- **Ausgewählter Auszug**:

========

TModerne „Landstreicherin“: Minimalistisches Leben in der Kutsche

Zum Genießen: der Ausblick von der Kutsche über die Kaltblüter hinweg in eine malerische Landschaft. Foto: Bellmann Foto: Bellmann
Ihr altes Leben mit Haus und Job hat sie hinter sich gelassen. Jetzt reist Wencke Bellmann mit Wohnkutsche, Pferden und Hund durchs Land. Dieses abenteuerliche Leben beschert den „vier Landstreichern“ besondere Glücksmomente.
Selsingen. Das Herzblut ist förmlich zu spüren, mit dem Wencke Bellmann über ihr minimalistisches und zugleich enorm bereicherndes Leben spricht. Die moderne Nomadin ist in wärmeren Monaten mit ihren Kaltblütern Lümmel und Elektra sowie Hündin Luna samt bewohnbarer Kutsche unterwegs quer durch Norddeutschland. Entschleunigt, stets im Hier und Jetzt.

========

- **Pflichtaufgabe 1**:
Nenne alle Tiernamen, die im Auszug über das Leben in der Wohnkutsche genannt werden.
- **Pflichtaufgabe 2**:
Wiederhole aus den Einträgen unverändert die Zeilen von der Zeile mit „Kindly give the mask of every instance of the **distant“ bis einschließlich der Zeile mit „108L44 106L56 107L64“.

Einträge zur Regionsannotation
========

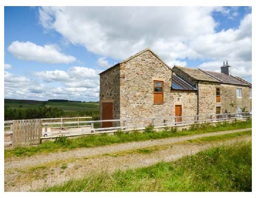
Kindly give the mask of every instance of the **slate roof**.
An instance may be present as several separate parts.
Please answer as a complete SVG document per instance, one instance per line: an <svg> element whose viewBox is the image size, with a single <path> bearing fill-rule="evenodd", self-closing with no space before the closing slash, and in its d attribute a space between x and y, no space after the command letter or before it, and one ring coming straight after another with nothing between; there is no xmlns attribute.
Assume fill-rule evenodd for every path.
<svg viewBox="0 0 256 198"><path fill-rule="evenodd" d="M183 72L186 73L195 80L199 81L218 82L218 83L220 82L220 81L205 74L203 71L198 69L185 67L184 67L177 66L176 65L174 67L181 70Z"/></svg>
<svg viewBox="0 0 256 198"><path fill-rule="evenodd" d="M196 91L196 89L193 87L187 82L177 76L174 72L172 72L172 88L173 89L186 90Z"/></svg>
<svg viewBox="0 0 256 198"><path fill-rule="evenodd" d="M216 72L209 71L203 70L206 72L212 75L213 76L217 78L221 81L222 83L227 83L228 84L238 84L240 85L249 85L246 83L242 80L239 80L231 75L227 75L221 72Z"/></svg>
<svg viewBox="0 0 256 198"><path fill-rule="evenodd" d="M174 67L182 70L183 72L197 80L252 86L252 83L239 77L235 77L231 75L227 75L223 73L180 66L175 66Z"/></svg>

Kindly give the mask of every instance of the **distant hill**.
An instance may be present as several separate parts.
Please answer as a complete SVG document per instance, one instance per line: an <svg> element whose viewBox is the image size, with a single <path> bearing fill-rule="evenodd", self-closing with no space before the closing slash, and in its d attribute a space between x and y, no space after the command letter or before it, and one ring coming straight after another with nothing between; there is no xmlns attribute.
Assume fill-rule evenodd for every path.
<svg viewBox="0 0 256 198"><path fill-rule="evenodd" d="M34 108L44 106L56 107L64 111L98 111L99 102L82 102L53 99L46 101L4 99L4 107L12 108Z"/></svg>

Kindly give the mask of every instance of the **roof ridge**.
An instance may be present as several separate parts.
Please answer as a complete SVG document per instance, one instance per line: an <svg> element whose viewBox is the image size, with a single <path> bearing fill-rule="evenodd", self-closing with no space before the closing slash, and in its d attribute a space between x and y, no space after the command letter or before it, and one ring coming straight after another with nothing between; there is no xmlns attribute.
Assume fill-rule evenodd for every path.
<svg viewBox="0 0 256 198"><path fill-rule="evenodd" d="M156 56L157 58L160 61L161 61L163 62L163 63L167 67L168 67L169 69L171 69L172 71L172 68L171 68L170 67L169 67L169 65L168 65L163 60L162 60L161 59L161 58L160 58L160 57L159 57L159 56L158 56L157 54L156 54L154 51L153 51L152 50L151 50L149 47L147 47L147 48L146 48L145 49L144 49L144 50L142 50L142 51L139 51L139 52L138 52L137 53L135 54L134 54L134 55L133 55L132 56L130 56L129 58L126 59L125 59L125 60L124 60L123 61L122 61L120 62L119 63L124 63L124 62L127 62L128 60L130 60L131 59L133 59L134 58L135 58L135 57L136 57L136 56L138 56L139 55L140 55L142 53L144 53L145 51L150 51L152 54L154 54L154 55L155 56Z"/></svg>
<svg viewBox="0 0 256 198"><path fill-rule="evenodd" d="M218 80L218 81L220 81L220 82L221 82L222 83L222 80L220 80L220 79L219 79L219 78L217 78L217 77L215 77L215 76L214 76L213 75L211 75L211 74L209 74L209 73L208 73L208 72L207 72L206 71L204 71L204 70L203 70L203 69L199 69L199 68L198 68L198 69L199 69L199 70L200 70L200 71L202 71L203 72L204 72L204 73L205 73L205 74L208 74L208 75L210 75L210 76L212 76L212 77L213 78L215 78L215 79L216 79Z"/></svg>
<svg viewBox="0 0 256 198"><path fill-rule="evenodd" d="M175 74L175 72L174 72L174 73L175 74L175 76L177 77L178 78L179 78L182 81L183 81L183 82L184 82L185 83L186 83L186 84L188 84L188 85L189 85L189 86L190 86L191 87L192 87L193 88L196 89L195 87L194 87L193 86L192 86L192 85L191 85L190 84L189 84L189 83L188 83L187 82L185 81L185 80L183 80L182 78L181 78L180 77L179 77L179 76L177 75L176 75L176 74Z"/></svg>
<svg viewBox="0 0 256 198"><path fill-rule="evenodd" d="M248 81L246 81L245 80L244 80L243 78L241 78L240 77L238 77L237 76L234 76L233 75L231 75L232 77L234 77L234 78L236 78L237 79L238 79L238 80L241 80L242 81L243 81L244 83L247 83L248 84L250 85L252 85L252 83L250 83L249 82L248 82Z"/></svg>

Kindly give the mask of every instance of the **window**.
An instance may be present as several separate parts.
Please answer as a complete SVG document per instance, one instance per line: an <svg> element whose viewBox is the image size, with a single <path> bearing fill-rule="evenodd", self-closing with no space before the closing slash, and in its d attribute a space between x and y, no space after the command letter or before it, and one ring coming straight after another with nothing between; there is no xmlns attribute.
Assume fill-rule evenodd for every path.
<svg viewBox="0 0 256 198"><path fill-rule="evenodd" d="M236 113L242 113L242 107L236 107ZM236 116L238 117L242 117L243 114L237 114Z"/></svg>
<svg viewBox="0 0 256 198"><path fill-rule="evenodd" d="M241 88L236 88L236 97L242 98L242 89Z"/></svg>
<svg viewBox="0 0 256 198"><path fill-rule="evenodd" d="M216 107L216 114L220 114L220 107ZM216 116L216 118L217 119L219 119L220 118L220 115L217 115Z"/></svg>
<svg viewBox="0 0 256 198"><path fill-rule="evenodd" d="M220 88L216 87L216 102L220 102Z"/></svg>
<svg viewBox="0 0 256 198"><path fill-rule="evenodd" d="M154 103L164 103L164 83L163 81L154 81Z"/></svg>

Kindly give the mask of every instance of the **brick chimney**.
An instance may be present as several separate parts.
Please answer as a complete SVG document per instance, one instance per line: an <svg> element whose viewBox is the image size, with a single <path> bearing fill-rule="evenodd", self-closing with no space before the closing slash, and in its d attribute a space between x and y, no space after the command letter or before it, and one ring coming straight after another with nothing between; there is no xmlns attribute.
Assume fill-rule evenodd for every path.
<svg viewBox="0 0 256 198"><path fill-rule="evenodd" d="M220 70L221 73L226 74L227 75L231 75L231 66L228 65L228 63L227 60L226 64L225 64L225 61L223 61L223 65L220 67Z"/></svg>

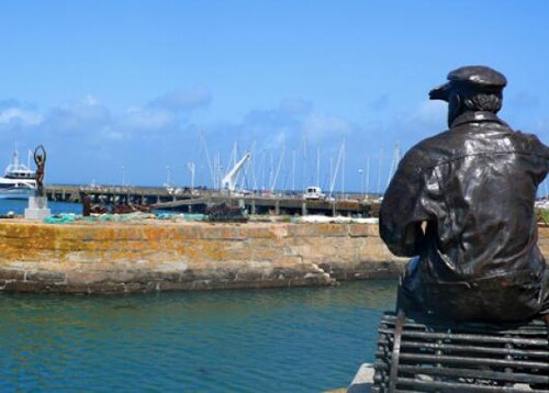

========

- **Vollständige Ausgabe 1**:
Lümmel, Elektra, Luna

- **Vollständige Ausgabe 2**:
Kindly give the mask of every instance of the **distant hill**.
An instance may be present as several separate parts.
Please answer as a complete SVG document per instance, one instance per line: an <svg> element whose viewBox is the image size, with a single <path> bearing fill-rule="evenodd", self-closing with no space before the closing slash, and in its d attribute a space between x and y, no space after the command letter or before it, and one ring coming straight after another with nothing between; there is no xmlns attribute.
Assume fill-rule evenodd for every path.
<svg viewBox="0 0 256 198"><path fill-rule="evenodd" d="M34 108L44 106L56 107L64 111L98 111L99 102L82 102L53 99L46 101L4 99L4 107L12 108Z"/></svg>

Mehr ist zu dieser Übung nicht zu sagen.